/---

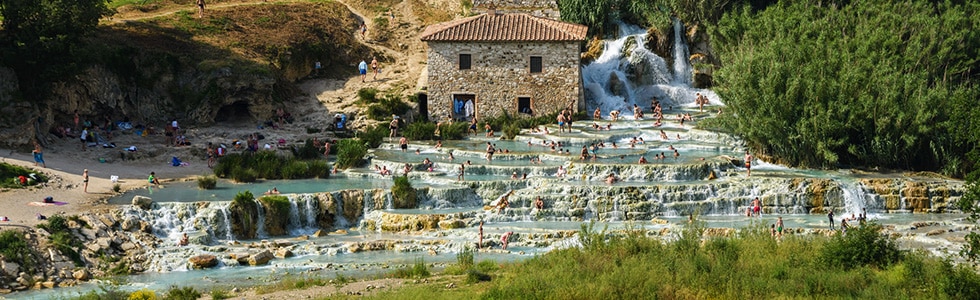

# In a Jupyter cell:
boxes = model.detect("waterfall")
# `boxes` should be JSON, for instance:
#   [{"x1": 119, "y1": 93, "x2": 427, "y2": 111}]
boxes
[
  {"x1": 673, "y1": 18, "x2": 693, "y2": 86},
  {"x1": 334, "y1": 196, "x2": 350, "y2": 228},
  {"x1": 221, "y1": 206, "x2": 235, "y2": 240},
  {"x1": 582, "y1": 19, "x2": 723, "y2": 116},
  {"x1": 840, "y1": 181, "x2": 868, "y2": 218},
  {"x1": 255, "y1": 200, "x2": 269, "y2": 238}
]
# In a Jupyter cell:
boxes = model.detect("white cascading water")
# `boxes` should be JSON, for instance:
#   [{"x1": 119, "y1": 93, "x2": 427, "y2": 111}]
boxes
[
  {"x1": 582, "y1": 19, "x2": 724, "y2": 118},
  {"x1": 838, "y1": 181, "x2": 868, "y2": 218}
]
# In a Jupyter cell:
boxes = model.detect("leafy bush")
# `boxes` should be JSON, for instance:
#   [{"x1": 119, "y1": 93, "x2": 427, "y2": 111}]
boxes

\---

→ **Exercise**
Update the listing by replacing "Jupyter cell" with "notebook cell" everywhere it appears, and leave everything else unchanged. Leave the pictures out of your answer.

→ **Task answer**
# In a notebook cell:
boxes = model.detect("waterfall")
# `boxes` should be JSON, for instance:
#   [{"x1": 119, "y1": 93, "x2": 427, "y2": 111}]
boxes
[
  {"x1": 673, "y1": 18, "x2": 693, "y2": 86},
  {"x1": 334, "y1": 196, "x2": 350, "y2": 228},
  {"x1": 221, "y1": 206, "x2": 235, "y2": 240},
  {"x1": 582, "y1": 19, "x2": 723, "y2": 116},
  {"x1": 840, "y1": 181, "x2": 868, "y2": 218},
  {"x1": 255, "y1": 200, "x2": 269, "y2": 238}
]
# In a notebook cell:
boxes = model.detect("white cascading water")
# `boxes` should be JSON, for instance:
#   [{"x1": 119, "y1": 93, "x2": 427, "y2": 111}]
boxes
[
  {"x1": 582, "y1": 19, "x2": 724, "y2": 118},
  {"x1": 838, "y1": 181, "x2": 868, "y2": 218}
]
# In a notebook cell:
boxes = model.detect("leafy bush")
# `boxes` should be JSON, for instance:
#   [{"x1": 119, "y1": 93, "x2": 427, "y2": 111}]
boxes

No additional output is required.